— LISTED ENTRIES —
=======

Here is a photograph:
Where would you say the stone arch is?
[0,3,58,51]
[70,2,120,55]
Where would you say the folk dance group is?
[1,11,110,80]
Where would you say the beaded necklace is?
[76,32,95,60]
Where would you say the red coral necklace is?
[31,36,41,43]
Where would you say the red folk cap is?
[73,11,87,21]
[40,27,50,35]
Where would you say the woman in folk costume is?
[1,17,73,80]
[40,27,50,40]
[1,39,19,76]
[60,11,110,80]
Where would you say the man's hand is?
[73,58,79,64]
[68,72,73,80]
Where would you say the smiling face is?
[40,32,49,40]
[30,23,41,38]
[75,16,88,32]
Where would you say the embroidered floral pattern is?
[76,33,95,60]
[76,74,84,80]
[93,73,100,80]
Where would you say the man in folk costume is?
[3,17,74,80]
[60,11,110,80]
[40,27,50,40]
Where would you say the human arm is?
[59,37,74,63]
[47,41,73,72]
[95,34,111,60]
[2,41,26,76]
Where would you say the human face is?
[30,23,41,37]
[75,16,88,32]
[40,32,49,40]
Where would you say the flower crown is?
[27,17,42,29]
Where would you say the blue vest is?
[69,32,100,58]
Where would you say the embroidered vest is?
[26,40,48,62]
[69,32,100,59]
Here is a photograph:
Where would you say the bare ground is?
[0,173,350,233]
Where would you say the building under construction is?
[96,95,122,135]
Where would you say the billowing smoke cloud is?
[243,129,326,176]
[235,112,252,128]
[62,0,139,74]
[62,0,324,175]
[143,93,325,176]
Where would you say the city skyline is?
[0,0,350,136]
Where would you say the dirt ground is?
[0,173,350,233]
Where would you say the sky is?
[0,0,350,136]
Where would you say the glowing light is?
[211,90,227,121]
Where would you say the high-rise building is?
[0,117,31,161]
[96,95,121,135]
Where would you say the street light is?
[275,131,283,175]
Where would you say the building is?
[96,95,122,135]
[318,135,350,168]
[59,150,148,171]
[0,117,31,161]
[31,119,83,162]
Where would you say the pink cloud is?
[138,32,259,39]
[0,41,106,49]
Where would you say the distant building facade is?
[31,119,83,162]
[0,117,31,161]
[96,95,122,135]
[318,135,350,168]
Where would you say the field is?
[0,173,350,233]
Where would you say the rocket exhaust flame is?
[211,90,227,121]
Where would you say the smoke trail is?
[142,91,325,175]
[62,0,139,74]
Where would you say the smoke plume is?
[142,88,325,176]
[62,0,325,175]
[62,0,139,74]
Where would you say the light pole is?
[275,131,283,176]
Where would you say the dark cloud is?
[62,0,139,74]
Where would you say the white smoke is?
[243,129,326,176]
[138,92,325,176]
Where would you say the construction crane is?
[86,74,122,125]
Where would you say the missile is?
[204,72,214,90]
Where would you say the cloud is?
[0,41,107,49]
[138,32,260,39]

=======

— YOUR GOAL —
Rewrite all of the rows above, changing every "Where would you say" to "Where do you think" and keeping everything else the same.

— IN RESPONSE —
Here is a photograph:
Where do you think the stone arch is?
[0,3,58,51]
[70,2,120,55]
Where do you think the folk dance group is?
[1,11,110,80]
Where do you think the beaded necklace is?
[76,32,95,60]
Where do you think the red coral necklace is?
[31,36,41,43]
Where do you think the red folk cap is?
[73,11,87,21]
[40,27,50,35]
Where do you think the woman in folk costume is?
[1,17,73,80]
[40,27,50,40]
[1,39,19,76]
[60,11,110,80]
Where do you think the man's hand is?
[73,58,79,64]
[68,72,73,80]
Where do you think the smiling face is?
[40,32,49,40]
[30,23,41,38]
[75,16,88,32]
Where do you think the embroidered floral pattern is?
[76,33,95,60]
[76,74,84,80]
[93,73,100,80]
Where do you think the man in folk costume is?
[3,17,74,80]
[60,11,110,80]
[40,27,50,40]
Where do you think the human arm is?
[59,37,74,63]
[47,41,73,72]
[95,34,111,60]
[2,41,26,76]
Where do you think the human face is?
[30,23,41,37]
[75,16,88,32]
[40,32,49,40]
Where do you think the flower crown is?
[27,17,42,29]
Where do you think the blue vest is?
[69,32,100,58]
Where do you think the embroidered vest is?
[26,40,48,62]
[69,32,100,59]
Here is a photograph:
Where do you think the bare ground is?
[0,173,350,233]
Where do you think the building under construction is?
[96,95,122,135]
Where do you think the billowing smoke cloud is?
[243,129,326,176]
[235,112,252,128]
[62,0,139,74]
[62,0,324,175]
[143,93,325,176]
Where do you think the city skyline is?
[0,0,350,136]
Where do you think the dirt ground is?
[0,173,350,233]
Where do you think the sky is?
[0,0,350,136]
Where do you think the glowing light is?
[211,90,227,121]
Where do you think the high-rise building is?
[0,117,31,161]
[96,95,121,135]
Where do you think the street light is?
[275,131,283,175]
Where do you think the building is?
[96,95,122,135]
[318,135,350,168]
[59,150,148,171]
[0,117,31,161]
[31,119,83,162]
Where do you think the pink cloud is?
[138,32,259,39]
[0,41,106,49]
Where do you think the distant building facade is?
[31,119,83,162]
[0,117,31,161]
[96,95,122,135]
[318,135,350,168]
Where do you think the field is?
[0,173,350,233]
Where do you think the rocket exhaust flame is?
[211,90,227,121]
Where do you think the smoke trail is?
[142,91,325,175]
[62,0,139,74]
Where do you think the smoke plume is?
[142,88,325,176]
[62,0,325,175]
[62,0,139,74]
Where do you think the light pole is?
[275,131,283,176]
Where do you think the dark cloud is?
[62,0,139,74]
Where do you think the white smoke is?
[243,129,326,176]
[138,92,325,176]
Where do you think the construction crane is?
[86,74,122,125]
Where do you think the missile is?
[204,72,214,90]
Where do you think the cloud is?
[0,41,107,49]
[138,32,260,39]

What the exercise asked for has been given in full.